(Daten zur Punktplatzierung)
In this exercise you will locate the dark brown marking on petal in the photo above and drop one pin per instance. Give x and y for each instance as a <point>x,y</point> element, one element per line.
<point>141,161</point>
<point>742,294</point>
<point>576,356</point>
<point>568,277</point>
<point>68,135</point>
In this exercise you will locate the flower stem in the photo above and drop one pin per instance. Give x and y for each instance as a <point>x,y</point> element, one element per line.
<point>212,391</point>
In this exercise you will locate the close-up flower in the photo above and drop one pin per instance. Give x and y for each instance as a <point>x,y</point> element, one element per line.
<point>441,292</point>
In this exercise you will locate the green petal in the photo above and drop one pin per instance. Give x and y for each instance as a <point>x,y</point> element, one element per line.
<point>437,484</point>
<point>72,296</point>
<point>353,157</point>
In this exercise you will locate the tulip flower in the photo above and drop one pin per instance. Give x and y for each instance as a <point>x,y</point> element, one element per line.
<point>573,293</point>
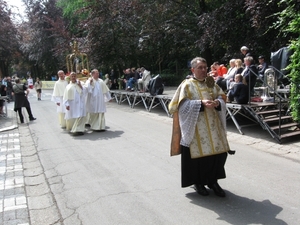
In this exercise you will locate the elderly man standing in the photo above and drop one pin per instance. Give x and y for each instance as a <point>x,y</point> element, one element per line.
<point>144,81</point>
<point>74,101</point>
<point>21,91</point>
<point>98,94</point>
<point>57,97</point>
<point>199,132</point>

- **Die Aufgabe**: Skaliere die gesamte Auflistung oben: Gib alle Zeilen wieder und multipliziere nur die Koordinaten in den Antworten mit 1,5, gerundet auf ganze Zahlen (Hälften aufrunden). Lass die Bildverweise weg, alles Übrige bleibt unverändert.

- **Fertige Lösung**:
In this exercise you will locate the dark brown marking on petal in the photo above and drop one pin per instance. Give x and y for each instance as a <point>x,y</point> element, one element per line.
<point>212,242</point>
<point>1113,441</point>
<point>864,534</point>
<point>852,416</point>
<point>102,203</point>
In this exercise you will locate the flower stem in the photo above and drop one pin per instance. Give x and y for each instance as a <point>x,y</point> element, one element per line.
<point>318,587</point>
In this exercise you will locate the close-up flower in the photo above and drop one pin per instance. Give x and y for each instance as a <point>x,y</point> element, one element per line.
<point>662,438</point>
In this exercise you will locate the green petal in the photo above and drop one pin per instance. Give x and y for each instance as a <point>x,y</point> element, one element per line.
<point>656,726</point>
<point>108,444</point>
<point>530,236</point>
In this exercise you will locate the tulip flower in the photo above and drop one pin per instance. Give x and y for each instance as a <point>x,y</point> element, one element per line.
<point>860,440</point>
In this exercise you will locate the elderly man standing in the photo above and drop one pin per instance. Give x and y for each instance as a <point>x,y</point> element, one element per line.
<point>216,122</point>
<point>111,152</point>
<point>32,137</point>
<point>147,141</point>
<point>86,146</point>
<point>299,198</point>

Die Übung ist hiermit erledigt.